Please set out every line of the records below as a numbered list, leaving out any blank lines.

PROVIDED ENTRIES>
--------------------

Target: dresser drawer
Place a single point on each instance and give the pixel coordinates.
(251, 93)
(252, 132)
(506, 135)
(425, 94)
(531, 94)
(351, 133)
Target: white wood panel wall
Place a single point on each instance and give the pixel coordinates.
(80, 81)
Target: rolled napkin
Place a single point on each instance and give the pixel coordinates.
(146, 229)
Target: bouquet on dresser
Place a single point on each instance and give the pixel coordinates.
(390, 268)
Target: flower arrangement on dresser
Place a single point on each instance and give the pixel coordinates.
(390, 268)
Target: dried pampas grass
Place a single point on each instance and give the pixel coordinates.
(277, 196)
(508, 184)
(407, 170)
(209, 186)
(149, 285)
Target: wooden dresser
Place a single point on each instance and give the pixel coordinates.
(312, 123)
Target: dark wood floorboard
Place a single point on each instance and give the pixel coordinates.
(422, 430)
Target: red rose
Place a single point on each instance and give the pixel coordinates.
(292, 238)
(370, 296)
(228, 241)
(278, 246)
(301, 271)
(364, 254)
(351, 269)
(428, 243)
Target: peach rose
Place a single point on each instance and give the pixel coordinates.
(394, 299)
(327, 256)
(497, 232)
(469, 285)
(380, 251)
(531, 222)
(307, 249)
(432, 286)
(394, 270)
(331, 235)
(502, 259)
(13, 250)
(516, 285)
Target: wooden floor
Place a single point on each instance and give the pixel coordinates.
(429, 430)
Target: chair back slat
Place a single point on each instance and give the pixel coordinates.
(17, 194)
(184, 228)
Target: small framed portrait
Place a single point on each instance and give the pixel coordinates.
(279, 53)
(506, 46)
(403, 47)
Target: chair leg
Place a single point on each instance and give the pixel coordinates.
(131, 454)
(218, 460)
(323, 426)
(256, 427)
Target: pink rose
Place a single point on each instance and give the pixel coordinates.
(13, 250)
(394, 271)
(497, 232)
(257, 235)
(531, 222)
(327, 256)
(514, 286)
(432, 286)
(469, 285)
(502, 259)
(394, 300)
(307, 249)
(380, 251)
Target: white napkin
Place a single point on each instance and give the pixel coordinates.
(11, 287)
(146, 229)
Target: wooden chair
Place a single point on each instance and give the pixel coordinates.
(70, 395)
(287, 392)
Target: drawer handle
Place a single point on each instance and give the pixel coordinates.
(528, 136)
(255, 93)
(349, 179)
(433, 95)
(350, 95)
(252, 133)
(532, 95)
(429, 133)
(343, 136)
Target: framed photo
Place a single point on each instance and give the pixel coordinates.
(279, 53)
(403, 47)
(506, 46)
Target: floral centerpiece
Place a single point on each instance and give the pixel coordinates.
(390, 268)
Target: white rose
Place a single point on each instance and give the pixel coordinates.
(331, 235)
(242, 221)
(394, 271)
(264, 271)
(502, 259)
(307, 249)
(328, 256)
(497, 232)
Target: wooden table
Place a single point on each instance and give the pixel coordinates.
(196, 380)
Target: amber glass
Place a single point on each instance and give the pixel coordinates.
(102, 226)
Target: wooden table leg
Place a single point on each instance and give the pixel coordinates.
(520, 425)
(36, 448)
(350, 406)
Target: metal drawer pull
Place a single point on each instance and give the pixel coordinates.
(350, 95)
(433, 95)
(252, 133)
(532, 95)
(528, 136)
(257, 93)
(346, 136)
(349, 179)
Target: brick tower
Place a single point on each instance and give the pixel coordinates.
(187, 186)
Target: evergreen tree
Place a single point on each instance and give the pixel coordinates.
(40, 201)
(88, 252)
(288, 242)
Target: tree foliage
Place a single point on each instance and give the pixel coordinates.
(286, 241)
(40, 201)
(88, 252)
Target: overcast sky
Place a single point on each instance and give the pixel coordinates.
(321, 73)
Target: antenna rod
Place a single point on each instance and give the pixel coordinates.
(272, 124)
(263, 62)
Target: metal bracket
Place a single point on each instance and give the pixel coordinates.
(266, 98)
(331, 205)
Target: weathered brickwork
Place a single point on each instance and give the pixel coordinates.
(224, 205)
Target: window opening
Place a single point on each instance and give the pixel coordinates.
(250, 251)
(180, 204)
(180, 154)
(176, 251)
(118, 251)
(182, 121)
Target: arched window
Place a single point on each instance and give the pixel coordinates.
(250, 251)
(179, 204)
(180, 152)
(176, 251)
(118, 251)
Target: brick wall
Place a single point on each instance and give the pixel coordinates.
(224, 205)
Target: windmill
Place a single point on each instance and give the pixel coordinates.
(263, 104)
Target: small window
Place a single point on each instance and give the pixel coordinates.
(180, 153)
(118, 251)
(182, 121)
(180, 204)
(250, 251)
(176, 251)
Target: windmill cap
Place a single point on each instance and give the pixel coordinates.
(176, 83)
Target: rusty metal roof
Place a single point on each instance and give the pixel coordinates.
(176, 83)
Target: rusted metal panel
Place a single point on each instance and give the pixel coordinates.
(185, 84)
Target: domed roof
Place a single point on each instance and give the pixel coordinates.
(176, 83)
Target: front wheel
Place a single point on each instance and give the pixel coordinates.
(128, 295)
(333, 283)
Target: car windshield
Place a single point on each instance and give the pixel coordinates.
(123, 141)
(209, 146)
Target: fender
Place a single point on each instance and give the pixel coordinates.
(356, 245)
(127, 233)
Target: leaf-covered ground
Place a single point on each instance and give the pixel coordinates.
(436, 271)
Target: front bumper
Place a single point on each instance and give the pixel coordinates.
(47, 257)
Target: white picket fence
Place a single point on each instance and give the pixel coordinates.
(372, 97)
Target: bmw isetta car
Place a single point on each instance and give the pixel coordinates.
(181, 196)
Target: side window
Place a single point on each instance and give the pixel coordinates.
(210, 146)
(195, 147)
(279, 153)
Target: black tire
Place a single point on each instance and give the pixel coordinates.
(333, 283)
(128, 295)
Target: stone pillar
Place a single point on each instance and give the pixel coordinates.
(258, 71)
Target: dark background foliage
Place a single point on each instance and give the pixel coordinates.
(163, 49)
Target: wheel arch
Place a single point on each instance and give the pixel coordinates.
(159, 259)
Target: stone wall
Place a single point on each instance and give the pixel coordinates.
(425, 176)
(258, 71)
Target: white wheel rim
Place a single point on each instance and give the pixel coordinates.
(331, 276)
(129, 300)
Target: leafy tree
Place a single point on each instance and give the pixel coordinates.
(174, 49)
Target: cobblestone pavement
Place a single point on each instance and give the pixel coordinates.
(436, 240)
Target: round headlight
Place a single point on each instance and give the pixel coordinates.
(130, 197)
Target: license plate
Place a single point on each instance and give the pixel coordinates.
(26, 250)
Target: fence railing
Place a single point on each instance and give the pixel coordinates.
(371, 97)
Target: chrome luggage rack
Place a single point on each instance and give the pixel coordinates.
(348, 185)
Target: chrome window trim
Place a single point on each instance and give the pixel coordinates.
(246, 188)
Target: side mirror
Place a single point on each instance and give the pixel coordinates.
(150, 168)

--------------------

THE RESULT>
1. Target: dresser drawer
2. Place a single point on each instance and give the pixel coordinates.
3. (251, 93)
4. (252, 132)
5. (506, 135)
6. (425, 94)
7. (531, 94)
8. (351, 133)
9. Target: white wood panel wall
10. Place a single point on each instance and give the pixel coordinates.
11. (80, 81)
12. Target: rolled napkin
13. Place a single point on each instance and give the pixel coordinates.
14. (146, 229)
15. Target: bouquet on dresser
16. Place a single point on each instance and give the pixel coordinates.
17. (390, 268)
18. Target: flower arrangement on dresser
19. Place a single point on each instance and give the pixel coordinates.
20. (390, 268)
21. Target: dried pampas grass
22. Place a single point on each instance and give the pixel coordinates.
23. (277, 196)
24. (508, 184)
25. (407, 170)
26. (209, 186)
27. (149, 285)
28. Target: wooden dresser
29. Place a single point on each instance and give the pixel coordinates.
30. (312, 123)
31. Target: dark wood floorboard
32. Place a single point on each instance and give the pixel coordinates.
33. (422, 430)
34. Target: red rose
35. Place a single point on each instance and give the pixel coordinates.
36. (292, 238)
37. (370, 296)
38. (228, 241)
39. (278, 246)
40. (301, 271)
41. (364, 254)
42. (351, 269)
43. (428, 243)
44. Target: peach rose
45. Place a single point on each instance and give the pixel coordinates.
46. (394, 299)
47. (327, 256)
48. (497, 232)
49. (469, 285)
50. (380, 251)
51. (531, 222)
52. (307, 249)
53. (432, 286)
54. (394, 270)
55. (331, 235)
56. (502, 259)
57. (13, 250)
58. (516, 285)
59. Target: wooden floor
60. Place a single point on each instance and give the pixel coordinates.
61. (429, 430)
62. Target: chair back slat
63. Place a single point on each instance and give the pixel coordinates.
64. (17, 194)
65. (184, 228)
66. Target: small framed portrait
67. Place a single point on each instance and give the pixel coordinates.
68. (279, 53)
69. (506, 46)
70. (403, 47)
71. Target: chair leg
72. Place a single point on each instance and give the pixel coordinates.
73. (131, 454)
74. (218, 460)
75. (323, 426)
76. (256, 427)
77. Target: pink rose
78. Place a single point on each instance and give the pixel coordinates.
79. (13, 250)
80. (394, 271)
81. (497, 232)
82. (257, 235)
83. (531, 222)
84. (327, 256)
85. (514, 286)
86. (432, 286)
87. (469, 285)
88. (502, 259)
89. (394, 300)
90. (307, 249)
91. (380, 251)
92. Target: white napkin
93. Place a single point on each instance and give the pixel coordinates.
94. (11, 287)
95. (146, 229)
96. Target: wooden chair
97. Place a single point on each instance and give the pixel coordinates.
98. (70, 395)
99. (287, 392)
100. Target: drawer handle
101. Place a single point on each instance and give the pixel coordinates.
102. (528, 136)
103. (255, 93)
104. (349, 179)
105. (433, 95)
106. (350, 95)
107. (252, 133)
108. (532, 95)
109. (429, 133)
110. (343, 136)
111. Target: framed photo
112. Place a single point on each instance and give the pixel coordinates.
113. (279, 53)
114. (403, 47)
115. (506, 46)
116. Target: floral centerpiece
117. Place a single point on each instance and give the pixel coordinates.
118. (390, 268)
119. Target: white rose
120. Place a single point on each instance and give the pixel coordinates.
121. (331, 235)
122. (242, 221)
123. (394, 271)
124. (264, 271)
125. (502, 259)
126. (307, 249)
127. (328, 256)
128. (497, 232)
129. Target: wooden table
130. Place a single point on each instance and give the pixel coordinates.
131. (196, 380)
132. Target: amber glass
133. Place a single point on each instance and give the pixel coordinates.
134. (102, 226)
135. Target: wooden table leg
136. Place a single point on each instance and give the pixel coordinates.
137. (520, 425)
138. (36, 448)
139. (350, 406)
140. Target: metal drawer pull
141. Place a single point on each instance and give the pixel coordinates.
142. (350, 95)
143. (433, 95)
144. (252, 133)
145. (532, 95)
146. (528, 136)
147. (257, 93)
148. (346, 136)
149. (349, 179)
150. Target: brick tower
151. Place a single point on each instance and give the pixel coordinates.
152. (187, 186)
153. Target: evergreen tree
154. Place a single point on each instance and give the pixel coordinates.
155. (40, 201)
156. (88, 252)
157. (288, 242)
158. Target: tree foliage
159. Place a single point on each instance and give the pixel coordinates.
160. (286, 241)
161. (40, 201)
162. (88, 252)
163. Target: overcast sky
164. Place a single point on each instance and give the pixel coordinates.
165. (321, 73)
166. Target: antenna rod
167. Place a single point on each instance and give the pixel coordinates.
168. (272, 124)
169. (263, 62)
170. Target: metal bracket
171. Place a single point on each instance and give the pixel coordinates.
172. (266, 98)
173. (331, 205)
174. Target: weathered brickwork
175. Place a single point on each instance and give the pixel coordinates.
176. (224, 205)
177. Target: window opening
178. Place a single point on each instance and give the pixel coordinates.
179. (250, 251)
180. (180, 204)
181. (180, 154)
182. (176, 251)
183. (118, 251)
184. (182, 121)
185. Target: arched window
186. Place a single point on each instance and give the pixel coordinates.
187. (250, 251)
188. (179, 204)
189. (180, 152)
190. (176, 251)
191. (118, 251)
192. Target: brick wall
193. Place a single point on each instance and give the pixel coordinates.
194. (224, 205)
195. Target: windmill
196. Place a single point on each instance and give the pixel coordinates.
197. (263, 104)
198. Target: small window
199. Place a single point on each instance and give the pixel coordinates.
200. (180, 153)
201. (118, 251)
202. (182, 121)
203. (180, 204)
204. (250, 251)
205. (176, 251)
206. Target: windmill cap
207. Place a single point on each instance and give the pixel coordinates.
208. (176, 83)
209. Target: rusty metal roof
210. Place a single point on each instance and give the pixel coordinates.
211. (176, 83)
212. Target: rusted metal panel
213. Place a single point on each instance and give the pixel coordinates.
214. (185, 84)
215. Target: domed roof
216. Place a single point on each instance and give the pixel coordinates.
217. (176, 83)
218. Target: front wheel
219. Place a single point on each instance and give the pixel coordinates.
220. (128, 295)
221. (333, 283)
222. Target: car windshield
223. Place a single point on each instance and give the pixel coordinates.
224. (123, 141)
225. (209, 146)
226. Target: fender
227. Place a single point on each instance and give the pixel coordinates.
228. (356, 245)
229. (127, 233)
230. Target: leaf-covered ground
231. Place a single point on each instance and give the pixel coordinates.
232. (436, 271)
233. Target: front bumper
234. Place a single point on each instance and give the pixel coordinates.
235. (47, 257)
236. Target: white picket fence
237. Place a single point on each instance and give the pixel coordinates.
238. (372, 97)
239. Target: bmw isetta car
240. Place a single point on each instance and give the pixel coordinates.
241. (181, 196)
242. Target: side window
243. Place a single point on each instance and give the pixel coordinates.
244. (210, 146)
245. (195, 147)
246. (279, 153)
247. Target: black tire
248. Place a single point on each instance and give the pixel coordinates.
249. (333, 283)
250. (128, 295)
251. Target: stone pillar
252. Place a single point on each instance and give the pixel coordinates.
253. (258, 71)
254. Target: dark background foliage
255. Place a single point on each instance and give the pixel coordinates.
256. (163, 49)
257. Target: wheel arch
258. Place a single point on each instance and give the pixel coordinates.
259. (159, 259)
260. Target: stone wall
261. Place a single point on each instance and give the pixel coordinates.
262. (425, 176)
263. (258, 71)
264. Target: white wheel rim
265. Place a single point on each instance and give the pixel coordinates.
266. (331, 276)
267. (129, 300)
268. Target: leafy tree
269. Place a single point on each instance and give the pixel coordinates.
270. (174, 49)
271. Target: cobblestone pavement
272. Place a single point on each instance and give the pixel coordinates.
273. (436, 240)
274. Target: round headlight
275. Place a single point on each instance and give the pixel coordinates.
276. (130, 197)
277. Target: license plate
278. Place a single point on each instance and give the pixel coordinates.
279. (26, 250)
280. Target: fence railing
281. Place a single point on each instance and give the pixel coordinates.
282. (371, 97)
283. Target: chrome luggage rack
284. Place a single point on each instance and give the pixel coordinates.
285. (348, 185)
286. Target: chrome window trim
287. Place a single point on each instance and give the pixel coordinates.
288. (246, 188)
289. Target: side mirror
290. Place a single point on each instance and give the pixel coordinates.
291. (150, 168)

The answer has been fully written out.